DO THIS:
Your task is to copy every line of this material exactly.

DATA:
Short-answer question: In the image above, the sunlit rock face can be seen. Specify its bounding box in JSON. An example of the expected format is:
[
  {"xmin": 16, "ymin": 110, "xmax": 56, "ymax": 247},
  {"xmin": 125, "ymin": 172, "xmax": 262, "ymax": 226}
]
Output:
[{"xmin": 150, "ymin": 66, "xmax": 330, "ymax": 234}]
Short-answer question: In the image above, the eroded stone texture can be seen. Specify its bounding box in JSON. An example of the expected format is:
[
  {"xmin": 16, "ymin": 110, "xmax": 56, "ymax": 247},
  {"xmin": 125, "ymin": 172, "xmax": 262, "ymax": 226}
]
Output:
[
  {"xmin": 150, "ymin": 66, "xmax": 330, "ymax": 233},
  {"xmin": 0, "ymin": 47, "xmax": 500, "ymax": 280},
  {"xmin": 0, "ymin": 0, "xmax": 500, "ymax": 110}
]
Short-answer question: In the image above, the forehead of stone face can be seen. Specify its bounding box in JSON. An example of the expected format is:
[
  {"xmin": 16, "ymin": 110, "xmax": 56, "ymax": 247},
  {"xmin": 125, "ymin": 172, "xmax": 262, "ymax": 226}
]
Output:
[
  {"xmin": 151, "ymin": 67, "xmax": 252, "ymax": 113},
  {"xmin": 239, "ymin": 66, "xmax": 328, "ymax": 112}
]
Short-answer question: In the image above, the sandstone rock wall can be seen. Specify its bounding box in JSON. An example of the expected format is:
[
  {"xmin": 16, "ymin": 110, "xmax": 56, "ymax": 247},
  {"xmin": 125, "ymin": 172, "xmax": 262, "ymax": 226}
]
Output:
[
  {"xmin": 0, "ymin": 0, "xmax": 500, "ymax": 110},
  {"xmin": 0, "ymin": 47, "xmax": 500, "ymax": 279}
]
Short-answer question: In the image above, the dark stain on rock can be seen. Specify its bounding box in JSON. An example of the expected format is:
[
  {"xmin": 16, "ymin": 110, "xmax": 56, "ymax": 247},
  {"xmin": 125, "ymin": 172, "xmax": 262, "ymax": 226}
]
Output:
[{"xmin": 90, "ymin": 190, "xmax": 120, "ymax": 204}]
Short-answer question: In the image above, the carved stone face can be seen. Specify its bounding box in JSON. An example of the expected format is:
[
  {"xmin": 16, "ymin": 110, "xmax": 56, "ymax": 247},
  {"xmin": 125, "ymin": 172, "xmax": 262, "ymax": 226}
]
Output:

SOLUTION TO THE EXERCISE:
Short-answer question: In the image above, the sunlit rock face can be seen. Specify its bounding box in JSON. An example of the expected format is:
[
  {"xmin": 16, "ymin": 110, "xmax": 56, "ymax": 247},
  {"xmin": 125, "ymin": 172, "xmax": 262, "ymax": 226}
]
Output:
[{"xmin": 150, "ymin": 66, "xmax": 330, "ymax": 234}]
Short-answer question: In the image above, the eroded stone texture can be seen. Specify its bounding box in JSON. An example of the expected format is:
[
  {"xmin": 16, "ymin": 110, "xmax": 56, "ymax": 247},
  {"xmin": 125, "ymin": 172, "xmax": 262, "ymax": 226}
]
Output:
[
  {"xmin": 150, "ymin": 66, "xmax": 330, "ymax": 233},
  {"xmin": 0, "ymin": 47, "xmax": 500, "ymax": 280},
  {"xmin": 0, "ymin": 0, "xmax": 500, "ymax": 110}
]
Short-answer question: In the image above, the forehead of stone face can be seen. Specify its bounding box in JSON. An example of the expected format is:
[
  {"xmin": 16, "ymin": 110, "xmax": 56, "ymax": 247},
  {"xmin": 125, "ymin": 172, "xmax": 262, "ymax": 226}
]
Output:
[
  {"xmin": 151, "ymin": 67, "xmax": 252, "ymax": 113},
  {"xmin": 239, "ymin": 66, "xmax": 328, "ymax": 112}
]
Short-answer question: In the image above, the sandstone rock wall can be seen. Specify its bounding box in JSON. An example of the expected format is:
[
  {"xmin": 16, "ymin": 110, "xmax": 56, "ymax": 247},
  {"xmin": 125, "ymin": 172, "xmax": 262, "ymax": 226}
]
Output:
[
  {"xmin": 0, "ymin": 0, "xmax": 500, "ymax": 110},
  {"xmin": 0, "ymin": 47, "xmax": 500, "ymax": 279}
]
Short-answer question: In the image above, the dark stain on rock can be seen. Specify its bounding box in JSON. An example of the expected format is:
[
  {"xmin": 16, "ymin": 110, "xmax": 56, "ymax": 247},
  {"xmin": 125, "ymin": 172, "xmax": 262, "ymax": 226}
]
Output:
[{"xmin": 90, "ymin": 190, "xmax": 120, "ymax": 204}]
Short-answer question: In the image above, the carved stone face can be seen. Specify its bounding box in JSON. An example of the expected format is:
[
  {"xmin": 16, "ymin": 110, "xmax": 56, "ymax": 247},
  {"xmin": 125, "ymin": 172, "xmax": 262, "ymax": 226}
]
Output:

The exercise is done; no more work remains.